Given problem
Please extract every line of the records below that contains the word "plaster" and copy each of those lines in full.

═════ Recorded data ═════

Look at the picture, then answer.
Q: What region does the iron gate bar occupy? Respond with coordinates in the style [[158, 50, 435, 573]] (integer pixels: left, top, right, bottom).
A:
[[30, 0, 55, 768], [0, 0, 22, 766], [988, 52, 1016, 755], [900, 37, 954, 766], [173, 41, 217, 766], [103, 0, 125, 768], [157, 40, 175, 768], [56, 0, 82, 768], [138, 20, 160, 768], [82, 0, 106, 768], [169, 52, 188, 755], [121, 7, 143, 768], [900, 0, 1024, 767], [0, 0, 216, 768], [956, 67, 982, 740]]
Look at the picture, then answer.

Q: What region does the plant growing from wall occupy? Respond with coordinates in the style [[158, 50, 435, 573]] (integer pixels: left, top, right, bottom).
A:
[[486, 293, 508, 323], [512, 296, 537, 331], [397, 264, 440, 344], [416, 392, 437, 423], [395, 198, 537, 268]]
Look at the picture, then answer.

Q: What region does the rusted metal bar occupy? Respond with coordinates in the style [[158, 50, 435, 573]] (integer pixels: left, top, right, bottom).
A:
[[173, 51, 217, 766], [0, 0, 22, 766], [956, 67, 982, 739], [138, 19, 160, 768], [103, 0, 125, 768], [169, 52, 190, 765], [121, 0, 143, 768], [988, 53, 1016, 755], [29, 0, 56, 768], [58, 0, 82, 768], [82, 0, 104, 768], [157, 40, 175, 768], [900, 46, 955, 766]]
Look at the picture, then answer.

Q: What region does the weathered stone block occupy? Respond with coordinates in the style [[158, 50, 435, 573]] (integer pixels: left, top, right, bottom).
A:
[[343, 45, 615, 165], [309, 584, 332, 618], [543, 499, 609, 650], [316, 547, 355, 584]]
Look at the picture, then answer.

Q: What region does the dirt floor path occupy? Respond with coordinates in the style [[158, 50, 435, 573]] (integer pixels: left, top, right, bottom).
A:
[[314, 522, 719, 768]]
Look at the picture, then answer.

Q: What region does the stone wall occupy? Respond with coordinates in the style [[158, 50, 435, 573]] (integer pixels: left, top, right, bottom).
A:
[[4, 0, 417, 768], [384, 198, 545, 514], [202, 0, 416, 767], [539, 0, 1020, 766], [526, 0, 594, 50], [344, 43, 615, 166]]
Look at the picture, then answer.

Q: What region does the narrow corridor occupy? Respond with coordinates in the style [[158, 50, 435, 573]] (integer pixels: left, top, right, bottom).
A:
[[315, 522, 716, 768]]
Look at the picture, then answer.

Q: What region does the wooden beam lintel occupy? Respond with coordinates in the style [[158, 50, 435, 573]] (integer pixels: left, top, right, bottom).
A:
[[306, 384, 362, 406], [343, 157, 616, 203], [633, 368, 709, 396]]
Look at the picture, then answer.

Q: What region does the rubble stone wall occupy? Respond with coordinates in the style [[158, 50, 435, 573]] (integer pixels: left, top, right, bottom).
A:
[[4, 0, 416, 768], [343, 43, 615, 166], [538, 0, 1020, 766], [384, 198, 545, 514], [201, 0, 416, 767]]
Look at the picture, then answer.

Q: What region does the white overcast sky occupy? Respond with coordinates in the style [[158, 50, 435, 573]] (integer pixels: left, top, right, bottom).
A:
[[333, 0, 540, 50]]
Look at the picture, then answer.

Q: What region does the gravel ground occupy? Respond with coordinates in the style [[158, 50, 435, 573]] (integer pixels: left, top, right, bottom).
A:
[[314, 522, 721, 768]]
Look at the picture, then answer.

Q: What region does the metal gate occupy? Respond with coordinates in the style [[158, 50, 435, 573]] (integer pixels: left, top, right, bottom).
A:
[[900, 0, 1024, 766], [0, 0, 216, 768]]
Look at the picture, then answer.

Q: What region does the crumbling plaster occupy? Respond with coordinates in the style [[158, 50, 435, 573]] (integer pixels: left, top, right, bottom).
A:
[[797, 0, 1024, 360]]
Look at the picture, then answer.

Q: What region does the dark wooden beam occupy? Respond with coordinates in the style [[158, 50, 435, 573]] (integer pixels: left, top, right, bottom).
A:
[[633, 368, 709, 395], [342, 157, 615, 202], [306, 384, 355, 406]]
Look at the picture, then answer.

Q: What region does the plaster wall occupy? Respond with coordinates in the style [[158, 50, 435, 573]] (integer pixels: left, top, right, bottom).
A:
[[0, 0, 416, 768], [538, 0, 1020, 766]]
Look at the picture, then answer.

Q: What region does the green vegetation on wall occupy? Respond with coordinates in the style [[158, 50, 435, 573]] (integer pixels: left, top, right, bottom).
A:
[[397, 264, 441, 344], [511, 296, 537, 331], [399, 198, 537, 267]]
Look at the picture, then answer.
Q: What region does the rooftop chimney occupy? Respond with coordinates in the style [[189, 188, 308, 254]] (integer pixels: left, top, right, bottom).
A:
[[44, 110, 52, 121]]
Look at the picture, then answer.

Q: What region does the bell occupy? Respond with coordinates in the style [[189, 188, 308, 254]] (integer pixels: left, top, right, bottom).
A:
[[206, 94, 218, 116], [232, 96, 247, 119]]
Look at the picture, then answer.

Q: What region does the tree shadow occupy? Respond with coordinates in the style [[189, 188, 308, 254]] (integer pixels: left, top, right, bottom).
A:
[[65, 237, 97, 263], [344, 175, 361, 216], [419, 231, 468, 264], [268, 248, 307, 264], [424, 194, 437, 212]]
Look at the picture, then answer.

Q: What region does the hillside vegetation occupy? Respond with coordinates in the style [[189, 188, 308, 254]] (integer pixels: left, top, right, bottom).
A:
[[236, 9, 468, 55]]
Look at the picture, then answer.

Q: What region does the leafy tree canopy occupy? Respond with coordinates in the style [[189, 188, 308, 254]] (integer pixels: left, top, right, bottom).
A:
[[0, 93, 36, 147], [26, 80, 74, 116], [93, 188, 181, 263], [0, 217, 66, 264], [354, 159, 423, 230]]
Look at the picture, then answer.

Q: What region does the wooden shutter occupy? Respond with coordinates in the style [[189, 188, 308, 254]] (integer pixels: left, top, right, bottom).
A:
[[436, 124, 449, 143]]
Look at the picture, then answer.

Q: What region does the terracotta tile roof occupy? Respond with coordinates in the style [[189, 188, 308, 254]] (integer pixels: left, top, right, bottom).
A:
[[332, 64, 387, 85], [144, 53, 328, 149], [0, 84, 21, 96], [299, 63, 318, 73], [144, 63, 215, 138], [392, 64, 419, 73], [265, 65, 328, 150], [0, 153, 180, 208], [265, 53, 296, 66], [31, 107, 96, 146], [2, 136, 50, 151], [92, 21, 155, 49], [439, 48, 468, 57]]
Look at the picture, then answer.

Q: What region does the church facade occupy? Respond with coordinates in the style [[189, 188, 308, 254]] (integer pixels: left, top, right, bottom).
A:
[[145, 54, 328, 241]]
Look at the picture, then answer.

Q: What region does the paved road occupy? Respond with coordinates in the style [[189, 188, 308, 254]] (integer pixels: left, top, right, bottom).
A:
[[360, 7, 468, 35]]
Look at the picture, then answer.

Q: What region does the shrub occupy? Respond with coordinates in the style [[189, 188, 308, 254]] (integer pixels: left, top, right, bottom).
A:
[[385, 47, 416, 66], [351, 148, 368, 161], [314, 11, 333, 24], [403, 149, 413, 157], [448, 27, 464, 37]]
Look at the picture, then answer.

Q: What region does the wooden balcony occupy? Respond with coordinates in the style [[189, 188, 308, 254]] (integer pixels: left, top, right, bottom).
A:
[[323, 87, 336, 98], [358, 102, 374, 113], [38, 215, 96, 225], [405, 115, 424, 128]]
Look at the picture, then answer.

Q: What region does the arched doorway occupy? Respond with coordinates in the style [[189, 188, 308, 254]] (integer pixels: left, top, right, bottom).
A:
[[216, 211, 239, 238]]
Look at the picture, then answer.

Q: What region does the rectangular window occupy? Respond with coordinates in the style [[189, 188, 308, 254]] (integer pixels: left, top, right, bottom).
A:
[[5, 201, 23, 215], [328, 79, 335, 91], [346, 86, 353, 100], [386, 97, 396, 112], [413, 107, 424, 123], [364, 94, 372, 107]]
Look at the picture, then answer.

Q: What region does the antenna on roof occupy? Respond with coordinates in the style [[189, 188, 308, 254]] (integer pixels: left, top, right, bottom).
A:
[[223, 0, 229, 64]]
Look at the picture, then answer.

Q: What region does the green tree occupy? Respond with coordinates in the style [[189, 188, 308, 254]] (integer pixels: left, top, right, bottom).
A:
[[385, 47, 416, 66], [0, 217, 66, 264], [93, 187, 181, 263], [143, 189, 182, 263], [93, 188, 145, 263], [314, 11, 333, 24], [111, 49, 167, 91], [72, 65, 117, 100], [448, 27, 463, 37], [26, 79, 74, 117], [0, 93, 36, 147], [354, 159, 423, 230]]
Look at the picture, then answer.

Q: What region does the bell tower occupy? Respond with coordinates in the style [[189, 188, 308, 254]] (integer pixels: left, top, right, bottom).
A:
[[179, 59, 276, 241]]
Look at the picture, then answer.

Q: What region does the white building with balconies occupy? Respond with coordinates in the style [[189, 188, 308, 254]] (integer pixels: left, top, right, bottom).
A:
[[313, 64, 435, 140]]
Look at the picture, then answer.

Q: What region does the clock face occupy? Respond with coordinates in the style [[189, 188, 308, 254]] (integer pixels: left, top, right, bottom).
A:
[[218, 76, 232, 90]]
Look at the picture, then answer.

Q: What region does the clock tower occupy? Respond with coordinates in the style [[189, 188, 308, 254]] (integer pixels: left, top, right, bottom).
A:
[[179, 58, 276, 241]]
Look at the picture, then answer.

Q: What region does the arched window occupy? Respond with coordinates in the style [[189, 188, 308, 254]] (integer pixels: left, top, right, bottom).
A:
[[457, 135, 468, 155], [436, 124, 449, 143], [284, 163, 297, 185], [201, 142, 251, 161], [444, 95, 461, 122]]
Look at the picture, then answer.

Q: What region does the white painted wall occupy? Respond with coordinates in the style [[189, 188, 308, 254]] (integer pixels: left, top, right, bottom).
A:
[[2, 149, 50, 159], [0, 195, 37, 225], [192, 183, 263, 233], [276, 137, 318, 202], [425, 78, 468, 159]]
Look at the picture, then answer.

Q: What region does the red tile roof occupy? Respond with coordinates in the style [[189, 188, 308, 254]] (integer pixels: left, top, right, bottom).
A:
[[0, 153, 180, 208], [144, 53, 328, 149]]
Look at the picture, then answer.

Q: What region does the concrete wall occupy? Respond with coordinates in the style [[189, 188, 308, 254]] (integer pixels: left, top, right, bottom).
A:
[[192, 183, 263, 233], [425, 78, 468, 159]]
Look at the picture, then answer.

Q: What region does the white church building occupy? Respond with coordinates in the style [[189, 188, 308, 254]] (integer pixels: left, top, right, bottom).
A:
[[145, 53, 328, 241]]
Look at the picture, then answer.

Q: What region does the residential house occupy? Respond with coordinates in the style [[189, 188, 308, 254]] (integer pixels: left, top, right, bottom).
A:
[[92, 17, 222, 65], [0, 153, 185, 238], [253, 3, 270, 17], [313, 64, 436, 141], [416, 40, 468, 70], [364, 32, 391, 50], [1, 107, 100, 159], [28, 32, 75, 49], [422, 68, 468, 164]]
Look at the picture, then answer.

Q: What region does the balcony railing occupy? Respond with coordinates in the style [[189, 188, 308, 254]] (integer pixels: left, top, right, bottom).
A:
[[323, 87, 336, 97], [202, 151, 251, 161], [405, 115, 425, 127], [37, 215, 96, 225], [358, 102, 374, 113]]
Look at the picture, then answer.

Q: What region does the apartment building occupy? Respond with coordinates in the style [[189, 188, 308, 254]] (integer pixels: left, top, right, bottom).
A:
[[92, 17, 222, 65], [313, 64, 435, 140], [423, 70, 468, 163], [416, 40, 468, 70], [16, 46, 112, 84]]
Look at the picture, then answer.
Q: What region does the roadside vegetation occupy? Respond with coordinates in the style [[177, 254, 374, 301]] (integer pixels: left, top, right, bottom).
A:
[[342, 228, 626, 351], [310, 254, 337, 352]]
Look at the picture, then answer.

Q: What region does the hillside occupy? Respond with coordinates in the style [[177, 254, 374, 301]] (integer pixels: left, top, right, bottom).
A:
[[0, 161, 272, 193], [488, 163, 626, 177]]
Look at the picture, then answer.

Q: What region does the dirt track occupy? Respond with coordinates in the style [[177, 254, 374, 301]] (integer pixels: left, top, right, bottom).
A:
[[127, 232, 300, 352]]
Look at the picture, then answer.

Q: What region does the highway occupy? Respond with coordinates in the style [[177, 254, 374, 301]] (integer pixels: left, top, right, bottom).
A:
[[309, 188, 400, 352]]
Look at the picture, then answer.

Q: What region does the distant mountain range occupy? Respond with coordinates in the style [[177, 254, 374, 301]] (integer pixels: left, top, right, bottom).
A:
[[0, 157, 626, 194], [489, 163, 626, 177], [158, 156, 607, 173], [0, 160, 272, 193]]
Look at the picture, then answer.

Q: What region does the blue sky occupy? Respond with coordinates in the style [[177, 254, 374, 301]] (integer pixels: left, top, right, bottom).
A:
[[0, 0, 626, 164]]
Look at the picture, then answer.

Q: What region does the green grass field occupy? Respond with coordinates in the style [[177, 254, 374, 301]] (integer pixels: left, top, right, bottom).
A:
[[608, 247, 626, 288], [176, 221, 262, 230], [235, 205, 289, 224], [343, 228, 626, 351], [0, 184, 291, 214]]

═════

Written response
Q: What region does the crumbling plaster occupy? Respond with coordinates in the style [[158, 50, 435, 573]] (integer pixels: left, top, right, bottom).
Q: What region does the plaster wall occupy? Respond with coordinates in the style [[158, 50, 435, 573]] (integer pixels: left, top, right, bottom).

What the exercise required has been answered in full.